* _Task objective_
Reproduce each line of the records below without any change.

* _Data supplied_
——————

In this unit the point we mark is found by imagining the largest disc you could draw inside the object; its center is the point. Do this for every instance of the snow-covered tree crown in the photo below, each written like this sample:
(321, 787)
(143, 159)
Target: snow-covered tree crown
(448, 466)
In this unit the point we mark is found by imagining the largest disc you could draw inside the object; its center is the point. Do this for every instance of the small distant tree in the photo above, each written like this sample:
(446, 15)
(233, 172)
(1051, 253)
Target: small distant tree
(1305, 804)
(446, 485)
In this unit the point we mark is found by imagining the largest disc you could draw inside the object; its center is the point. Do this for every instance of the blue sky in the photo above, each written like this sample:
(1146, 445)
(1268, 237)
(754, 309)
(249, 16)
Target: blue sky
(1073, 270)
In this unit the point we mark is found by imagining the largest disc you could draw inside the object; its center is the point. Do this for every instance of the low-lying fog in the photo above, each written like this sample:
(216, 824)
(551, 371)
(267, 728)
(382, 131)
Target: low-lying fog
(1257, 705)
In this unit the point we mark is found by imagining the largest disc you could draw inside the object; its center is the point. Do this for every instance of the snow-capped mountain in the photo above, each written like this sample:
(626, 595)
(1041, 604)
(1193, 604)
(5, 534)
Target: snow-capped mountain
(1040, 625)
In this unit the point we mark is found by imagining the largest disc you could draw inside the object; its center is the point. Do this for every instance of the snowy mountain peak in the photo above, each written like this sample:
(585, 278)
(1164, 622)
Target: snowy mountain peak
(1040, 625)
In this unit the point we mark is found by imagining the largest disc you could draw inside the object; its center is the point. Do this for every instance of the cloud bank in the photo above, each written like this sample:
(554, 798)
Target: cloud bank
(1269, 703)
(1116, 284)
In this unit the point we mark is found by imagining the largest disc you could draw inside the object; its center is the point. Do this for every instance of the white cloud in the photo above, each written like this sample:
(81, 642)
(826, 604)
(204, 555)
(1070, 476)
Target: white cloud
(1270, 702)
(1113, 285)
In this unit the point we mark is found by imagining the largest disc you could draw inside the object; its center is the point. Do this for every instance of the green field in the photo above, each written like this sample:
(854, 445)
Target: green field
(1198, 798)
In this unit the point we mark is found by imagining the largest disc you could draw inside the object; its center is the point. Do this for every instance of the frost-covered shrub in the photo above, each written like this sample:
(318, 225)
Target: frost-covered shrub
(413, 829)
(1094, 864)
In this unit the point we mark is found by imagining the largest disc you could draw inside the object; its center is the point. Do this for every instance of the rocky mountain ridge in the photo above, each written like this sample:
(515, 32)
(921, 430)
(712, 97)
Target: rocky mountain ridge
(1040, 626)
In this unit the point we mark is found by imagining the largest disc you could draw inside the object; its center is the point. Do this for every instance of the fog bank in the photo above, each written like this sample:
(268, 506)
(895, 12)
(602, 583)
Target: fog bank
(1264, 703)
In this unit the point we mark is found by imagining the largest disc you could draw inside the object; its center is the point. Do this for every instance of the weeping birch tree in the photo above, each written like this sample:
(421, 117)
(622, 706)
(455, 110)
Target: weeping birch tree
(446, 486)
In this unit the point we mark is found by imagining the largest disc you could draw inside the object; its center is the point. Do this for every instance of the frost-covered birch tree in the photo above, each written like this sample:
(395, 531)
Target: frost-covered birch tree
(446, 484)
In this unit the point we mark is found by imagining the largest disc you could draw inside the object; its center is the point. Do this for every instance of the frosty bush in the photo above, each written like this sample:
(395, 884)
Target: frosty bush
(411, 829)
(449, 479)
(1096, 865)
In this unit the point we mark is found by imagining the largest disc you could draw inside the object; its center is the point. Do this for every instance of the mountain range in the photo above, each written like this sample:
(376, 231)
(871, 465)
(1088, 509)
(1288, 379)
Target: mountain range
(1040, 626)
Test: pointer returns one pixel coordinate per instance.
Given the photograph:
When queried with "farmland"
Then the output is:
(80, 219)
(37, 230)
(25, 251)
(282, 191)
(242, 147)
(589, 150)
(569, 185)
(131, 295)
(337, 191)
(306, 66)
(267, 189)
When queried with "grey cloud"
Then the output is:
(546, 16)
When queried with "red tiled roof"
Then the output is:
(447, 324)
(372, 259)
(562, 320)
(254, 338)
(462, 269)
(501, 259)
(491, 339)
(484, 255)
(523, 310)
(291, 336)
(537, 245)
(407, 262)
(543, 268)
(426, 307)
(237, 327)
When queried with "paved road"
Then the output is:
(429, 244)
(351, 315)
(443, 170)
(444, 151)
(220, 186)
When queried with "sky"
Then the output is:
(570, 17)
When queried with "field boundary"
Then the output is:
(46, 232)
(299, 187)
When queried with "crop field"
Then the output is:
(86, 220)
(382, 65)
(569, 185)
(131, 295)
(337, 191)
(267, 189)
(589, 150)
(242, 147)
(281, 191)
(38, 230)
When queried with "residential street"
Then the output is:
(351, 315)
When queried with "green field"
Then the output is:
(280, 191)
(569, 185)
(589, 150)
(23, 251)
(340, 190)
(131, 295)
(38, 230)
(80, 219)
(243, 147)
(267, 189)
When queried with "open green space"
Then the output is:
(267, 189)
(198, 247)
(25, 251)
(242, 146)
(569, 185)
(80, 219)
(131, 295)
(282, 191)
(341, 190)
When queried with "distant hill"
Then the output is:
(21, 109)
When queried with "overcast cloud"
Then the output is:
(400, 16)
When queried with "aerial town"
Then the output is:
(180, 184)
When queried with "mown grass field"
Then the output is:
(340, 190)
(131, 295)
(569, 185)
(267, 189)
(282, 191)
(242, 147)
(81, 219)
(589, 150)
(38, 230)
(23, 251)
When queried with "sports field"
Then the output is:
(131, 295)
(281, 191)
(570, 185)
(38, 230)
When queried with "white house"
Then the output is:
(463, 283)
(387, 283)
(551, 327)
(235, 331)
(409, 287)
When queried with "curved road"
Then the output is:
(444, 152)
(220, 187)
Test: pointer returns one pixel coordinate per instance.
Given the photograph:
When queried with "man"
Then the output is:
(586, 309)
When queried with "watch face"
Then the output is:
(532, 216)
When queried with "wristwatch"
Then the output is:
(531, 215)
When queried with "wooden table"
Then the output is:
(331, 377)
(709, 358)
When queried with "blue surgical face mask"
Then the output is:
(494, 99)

——————

* _Output below_
In this unit the point we mark is found by imagining the largest disc you could draw inside the object; its center is the point. Do this for every instance of the snow-covered tree crown in the photo below, each written like this sample:
(321, 787)
(143, 159)
Target: snow-covered tree crown
(448, 466)
In this unit the point we mark is found by imagining the largest disc you could draw inside the object; its center is the point. Do this for every instance of the small distant tree in the photo above, each written like this sample:
(446, 15)
(233, 172)
(1051, 253)
Target: small distant tree
(1305, 804)
(446, 485)
In this unit the point we mark is found by imagining the largest disc you could draw inside the object; its center is the point. Do this for every instance of the blue sky in the photo above, each written like this sample:
(1146, 445)
(1268, 237)
(754, 309)
(249, 16)
Target: blue sky
(1073, 270)
In this unit the point we mark is found by imagining the largest disc you could draw inside the object; its center is the point. Do this for every instance of the low-lying fog in the photo above, each written like this sample:
(216, 824)
(551, 371)
(267, 728)
(382, 131)
Target: low-lying fog
(1257, 705)
In this unit the point we mark is found by imagining the largest disc you could draw inside the object; its center is the point. Do this for every instance of the snow-capped mountain in the photo above, each written like this sample:
(626, 595)
(1041, 604)
(1193, 604)
(5, 534)
Target: snow-capped mountain
(1040, 625)
In this unit the point we mark is found by imagining the largest disc you could draw inside the object; its center is the point. Do this for every instance of the snowy mountain peak in the photo above, each written like this sample:
(585, 278)
(1164, 622)
Target: snowy mountain peak
(1040, 625)
In this unit the point we mark is found by imagining the largest disc you could draw inside the object; its center is the point. Do this for every instance of the cloud bank in the photo above, each written like this sample:
(554, 798)
Target: cloud bank
(1269, 703)
(1116, 284)
In this unit the point we mark is found by imagining the largest disc you could draw inside the object; its center is the point. Do this for every instance of the white cloud in the photo above, each written like this sample:
(81, 642)
(826, 604)
(204, 555)
(1070, 476)
Target: white cloud
(1270, 702)
(1113, 285)
In this unit the point we mark is found by imagining the largest disc you could draw inside the object; its center is the point. Do this for every instance of the green field in the photo above, each written like this sample:
(854, 445)
Target: green field
(1198, 798)
In this unit the point we mark is found by imagining the largest disc you could draw inside the object; its center is the point. Do this for every instance of the frost-covered shrub in the photo above, each written like this sample:
(318, 225)
Target: frost-covered shrub
(413, 829)
(1094, 864)
In this unit the point we mark is found by imagining the largest disc you could draw inside the object; its center is the point. Do this for every instance of the rocky mountain ridge in the photo above, each written like this sample:
(515, 32)
(921, 430)
(712, 97)
Target: rocky mountain ridge
(1040, 626)
In this unit the point we mark is found by imagining the largest disc you could draw inside the object; its center is the point. Do this for every instance of the fog bank in the photo above, each written like this sample:
(268, 506)
(895, 12)
(602, 583)
Target: fog bank
(1264, 703)
In this unit the point we mark is found by imagining the largest disc you could draw inside the object; its center is the point. Do this for every instance of the weeping birch tree in the photo above, each written like this sample:
(421, 117)
(622, 706)
(455, 110)
Target: weeping birch tree
(446, 486)
In this unit the point we mark is found by imagining the largest disc you could draw inside the object; its center is the point. Do this for every instance of the frost-covered birch tree in the photo above, each written like this sample:
(395, 531)
Target: frost-covered birch tree
(446, 484)
In this unit the point we mark is found by imagining the largest disc you could draw inside the object; its center is the point. Do this for every instance of the frosty bush in the photo above, each written like this sample:
(395, 884)
Target: frosty bush
(411, 829)
(449, 479)
(1096, 865)
In this unit the point we mark is found by imagining the largest disc you could draw inside the object; its center is the point. Do this for every instance of the mountain range in the photo above, each written like this sample:
(376, 231)
(871, 465)
(1088, 509)
(1288, 379)
Target: mountain range
(1040, 626)
Test: pointer returns one pixel coordinate per instance.
Given the photograph:
When queried with "farmland"
Then the output is:
(80, 219)
(37, 230)
(25, 251)
(282, 191)
(242, 147)
(589, 150)
(569, 185)
(131, 295)
(337, 191)
(306, 66)
(267, 189)
When queried with "grey cloud"
Then the output is:
(546, 16)
When queried with "red tiled roof"
Then the output is:
(447, 324)
(372, 259)
(562, 320)
(254, 338)
(462, 269)
(501, 259)
(491, 339)
(484, 255)
(523, 310)
(291, 336)
(537, 245)
(407, 262)
(543, 268)
(426, 307)
(237, 327)
When queried with "paved road"
Then the output is:
(429, 244)
(351, 315)
(443, 170)
(444, 151)
(220, 186)
When queried with "sky"
Then the output is:
(570, 17)
When queried with "field boundary"
Then the output is:
(46, 232)
(299, 187)
When queried with "crop field"
Then the output is:
(86, 220)
(382, 65)
(569, 185)
(131, 295)
(337, 191)
(267, 189)
(589, 150)
(242, 147)
(281, 191)
(38, 230)
When queried with "residential street"
Then the output is:
(351, 315)
When queried with "green field"
Then the output is:
(280, 191)
(569, 185)
(589, 150)
(23, 251)
(340, 190)
(131, 295)
(38, 230)
(80, 219)
(243, 147)
(267, 189)
When queried with "open green space"
Then the output is:
(267, 189)
(198, 247)
(25, 251)
(242, 146)
(569, 185)
(80, 219)
(131, 295)
(282, 191)
(341, 190)
When queried with "distant hill"
Then the output is:
(21, 109)
When queried with "overcast cloud"
Then the output is:
(400, 16)
When queried with "aerial town"
Then the output is:
(180, 184)
When queried with "mown grass field"
Then the output is:
(340, 190)
(131, 295)
(569, 185)
(267, 189)
(282, 191)
(242, 147)
(81, 219)
(589, 150)
(38, 230)
(23, 251)
When queried with "sports field"
Then the output is:
(131, 295)
(281, 191)
(570, 185)
(38, 230)
When queried with "white house"
Then the output is:
(463, 283)
(387, 283)
(551, 327)
(235, 331)
(409, 287)
When queried with "curved road"
Then the output is:
(444, 152)
(220, 187)
Test: pointer returns one pixel coordinate per instance.
Given the photograph:
When queried with "man"
Then the output is:
(586, 309)
When queried with "watch face"
Then the output is:
(532, 216)
When queried with "wristwatch"
Then the output is:
(531, 215)
When queried with "wooden table"
Then the output is:
(331, 377)
(709, 358)
When queried with "blue surgical face mask"
Then the output is:
(494, 99)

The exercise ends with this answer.